*Excerpted text*.

       The key word here is "humanism"; the foundation of morality and ethics has shifted from reliance on divergent, competing, and mutually belligerent dogmatic religious systems to a belief in the power of humanity to access the part of its nature that makes it human -- respect and compassion for one's fellow humans and for life in general, the recognition that all varieties of human beings are the same species, and a sense of personal responsibility.
       The Mythmakers took their name from the fact that they composed mostly what we would call fantasy  art.  The Mythmaker Canon consists of
197 long pieces of literature (dramas, novels, narrative poems) (This includes probably the most important one of the lot -- a drama entitled "The Valley of the White Bear," which is discussed in "The Termite Queen.)
681 lyric poems, 97 with musical settings
213 pieces of graphic art
89 major musical compositions
8 operas
       Myth has always been the means to convey truths, and what is myth but fantasy?  What is God but a fantasy of the human spirit?  What are any creation stories but the most wonderful fantasy?  But does that make God or the gods less meaningful?  Myth and gods are not science; they are faith-based.  But by that very nature, they can't be proved to exist; they can be neither denied or proved true or real.  They can only symbolize a truth, which the individual recognizes by some instinct built into the genes.  That means there is no one truth and to set out to assert that there is and to coerce others to subscribe to that view of the truth is a crime against all that makes us human.
       I'm going to devote the remainder of this post to a list of the Twenty Precepts mentioned in the above quotation and referred to at intervals throughout my novel "The Termite Queen," and then later I'll comment on them.  Or maybe some of you would like to comment on them and question them and start a discussion.
   1.  No one can know deity; neither can it be proven that it does not exist.
  2.  Humans have within themselves the ability to see beyond themselves and hence to act rightly without supernatural stimulus.
  3.  Since the purpose of deity for humans, or even whether it had a purpose for humans, is unknowable, it is incumbent upon humans to look within themselves and find the way to right action.
   4.  Humans must take responsibility for their own behavior, not seeking to put blame on imposed rules (of deity or human) or on fate, chance, or the intervention or willfulness of deity.
   5.  Humans will never succeed absolutely in achieving these goals; nevertheless striving for right action is its own purpose.

*Work instructions*.
1. Answer these from the excerpt on the Mythmakers and the Twenty Precepts:
(a) How many operas does the Mythmaker Canon contain?
(b) What is the title of the drama described as probably the most important piece in the Canon?
(c) According to the first precept, what cannot be proven?
2. Please write out the passage of the excerpt on the Mythmakers and the Twenty Precepts from "1.  No one can" up to and including "its own purpose.".
3. Continue the excerpt on the Mythmakers and the Twenty Precepts from where it stops.
You won't need the rows that come next.

Natural language region descriptions:

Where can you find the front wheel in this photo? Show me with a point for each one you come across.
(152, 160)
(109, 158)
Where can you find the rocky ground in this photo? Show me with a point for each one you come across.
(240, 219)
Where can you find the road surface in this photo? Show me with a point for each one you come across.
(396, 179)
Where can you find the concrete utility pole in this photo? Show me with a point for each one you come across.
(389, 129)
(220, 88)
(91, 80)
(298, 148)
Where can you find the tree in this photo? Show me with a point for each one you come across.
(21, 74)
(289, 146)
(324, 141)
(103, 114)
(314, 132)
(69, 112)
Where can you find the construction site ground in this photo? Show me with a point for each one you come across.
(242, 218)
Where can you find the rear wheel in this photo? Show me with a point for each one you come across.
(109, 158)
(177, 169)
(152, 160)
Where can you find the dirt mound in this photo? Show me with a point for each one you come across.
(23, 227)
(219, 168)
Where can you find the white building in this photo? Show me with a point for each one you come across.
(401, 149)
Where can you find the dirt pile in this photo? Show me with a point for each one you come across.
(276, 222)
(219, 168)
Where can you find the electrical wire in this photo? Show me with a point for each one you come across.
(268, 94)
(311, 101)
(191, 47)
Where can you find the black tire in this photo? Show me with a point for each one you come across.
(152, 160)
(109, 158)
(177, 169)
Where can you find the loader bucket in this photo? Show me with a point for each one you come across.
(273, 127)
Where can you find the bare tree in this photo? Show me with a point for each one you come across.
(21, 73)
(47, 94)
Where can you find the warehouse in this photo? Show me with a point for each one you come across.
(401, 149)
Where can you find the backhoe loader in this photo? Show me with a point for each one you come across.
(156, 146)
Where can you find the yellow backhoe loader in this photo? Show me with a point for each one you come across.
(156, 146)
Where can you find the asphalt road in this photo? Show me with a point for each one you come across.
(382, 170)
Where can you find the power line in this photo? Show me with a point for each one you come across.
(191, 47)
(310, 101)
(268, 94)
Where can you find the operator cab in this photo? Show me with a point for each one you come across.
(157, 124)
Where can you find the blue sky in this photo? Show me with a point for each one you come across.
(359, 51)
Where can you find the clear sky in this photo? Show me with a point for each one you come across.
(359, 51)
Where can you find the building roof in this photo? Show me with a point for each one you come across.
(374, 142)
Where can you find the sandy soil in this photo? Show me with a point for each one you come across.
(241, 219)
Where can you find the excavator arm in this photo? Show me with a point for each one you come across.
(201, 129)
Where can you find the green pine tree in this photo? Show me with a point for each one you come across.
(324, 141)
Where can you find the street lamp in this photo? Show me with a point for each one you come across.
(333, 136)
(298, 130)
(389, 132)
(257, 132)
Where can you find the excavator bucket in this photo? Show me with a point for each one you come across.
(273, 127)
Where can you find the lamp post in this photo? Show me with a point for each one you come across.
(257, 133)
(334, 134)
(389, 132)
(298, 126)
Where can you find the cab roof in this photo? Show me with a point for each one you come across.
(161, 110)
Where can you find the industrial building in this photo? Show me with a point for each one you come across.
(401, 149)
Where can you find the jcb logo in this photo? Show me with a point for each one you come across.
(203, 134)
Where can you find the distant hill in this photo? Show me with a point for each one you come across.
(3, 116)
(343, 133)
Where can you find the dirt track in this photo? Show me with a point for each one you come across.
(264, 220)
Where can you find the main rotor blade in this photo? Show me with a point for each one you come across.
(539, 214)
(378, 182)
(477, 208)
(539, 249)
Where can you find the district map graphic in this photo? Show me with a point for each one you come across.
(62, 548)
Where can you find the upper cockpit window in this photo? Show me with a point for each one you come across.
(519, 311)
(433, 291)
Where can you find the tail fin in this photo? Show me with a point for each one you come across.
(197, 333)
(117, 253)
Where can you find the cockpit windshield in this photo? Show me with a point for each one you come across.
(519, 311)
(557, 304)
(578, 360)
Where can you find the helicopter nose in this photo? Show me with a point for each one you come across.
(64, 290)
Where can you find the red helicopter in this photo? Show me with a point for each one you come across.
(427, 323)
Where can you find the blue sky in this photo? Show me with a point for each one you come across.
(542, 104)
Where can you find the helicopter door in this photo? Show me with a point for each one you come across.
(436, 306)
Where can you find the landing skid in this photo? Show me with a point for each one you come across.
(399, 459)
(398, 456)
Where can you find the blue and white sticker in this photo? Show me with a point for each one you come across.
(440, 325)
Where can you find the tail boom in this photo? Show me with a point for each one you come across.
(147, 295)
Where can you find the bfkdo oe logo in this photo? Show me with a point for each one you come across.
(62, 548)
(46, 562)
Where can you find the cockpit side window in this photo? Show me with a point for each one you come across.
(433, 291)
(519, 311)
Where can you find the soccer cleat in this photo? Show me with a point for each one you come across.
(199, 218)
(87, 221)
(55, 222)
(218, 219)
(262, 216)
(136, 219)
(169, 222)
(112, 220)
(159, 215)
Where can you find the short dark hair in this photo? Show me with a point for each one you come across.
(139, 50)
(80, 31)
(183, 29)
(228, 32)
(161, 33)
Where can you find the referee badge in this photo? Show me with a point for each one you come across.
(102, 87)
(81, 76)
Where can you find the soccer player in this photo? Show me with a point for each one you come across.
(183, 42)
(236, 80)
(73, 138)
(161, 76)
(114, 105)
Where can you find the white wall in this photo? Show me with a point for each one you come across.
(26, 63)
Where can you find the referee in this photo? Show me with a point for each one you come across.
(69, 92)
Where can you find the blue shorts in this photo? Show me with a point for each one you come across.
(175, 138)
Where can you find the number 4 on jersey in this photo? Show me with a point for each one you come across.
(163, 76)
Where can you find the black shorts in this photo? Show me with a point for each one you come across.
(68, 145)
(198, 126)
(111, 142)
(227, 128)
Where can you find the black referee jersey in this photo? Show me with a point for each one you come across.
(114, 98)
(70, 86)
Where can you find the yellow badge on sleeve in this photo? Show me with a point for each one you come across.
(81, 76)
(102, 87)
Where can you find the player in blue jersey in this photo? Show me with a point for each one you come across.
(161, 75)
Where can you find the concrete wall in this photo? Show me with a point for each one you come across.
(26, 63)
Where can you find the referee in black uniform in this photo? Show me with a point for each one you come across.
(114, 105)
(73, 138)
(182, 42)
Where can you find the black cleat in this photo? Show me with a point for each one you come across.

*Results for the exercise*.
1.
(a) 8
(b) "The Valley of the White Bear"
(c) That deity does not exist.

2.
1.  No one can know deity; neither can it be proven that it does not exist.
  2.  Humans have within themselves the ability to see beyond themselves and hence to act rightly without supernatural stimulus.
  3.  Since the purpose of deity for humans, or even whether it had a purpose for humans, is unknowable, it is incumbent upon humans to look within themselves and find the way to right action.
   4.  Humans must take responsibility for their own behavior, not seeking to put blame on imposed rules (of deity or human) or on fate, chance, or the intervention or willfulness of deity.
   5.  Humans will never succeed absolutely in achieving these goals; nevertheless striving for right action is its own purpose.

3.
   6.   The closest humans can attain to deity is the symbolism of myth and art.
   7.   If a human have nothing else, it has its own soul, which must remain inviolate.
   8.   Science has a soul; technology is soulless.
   9.   Conduct your wars with words, not weapons.
 10.   The Right Way is universal; the Truth is parochial and divisive.
 11.  Institutions that grip souls merely for the purpose of gripping souls will always become destructive.
 12.   To achieve understanding of the unlike is a divine goal.
 13.  Love is as unknowable as deity, but every soul attests that it exists.
 14.  Let men and women make the vows of love in the music of the bedchamber, not with empty words.
 15.  Evolution has failed to structure the human organism for moderation; nevertheless the ability to recognize and strive for this virtue distinguishes human beings from other animals.  [Corollary:  The human organism is not innately a peaceful animal, but its ability to recognize and strive for peace sets it apart from other animals.] [Corollary:  Moderation promotes peace.]
 16.  Animals neither punish, seek revenge, forgive, nor blaspheme, nor recognize a need for any of these things.
 17.  There are creatures on this planet [amended later to in the universe] who speak, form symbols, and share emotions; these may be called human.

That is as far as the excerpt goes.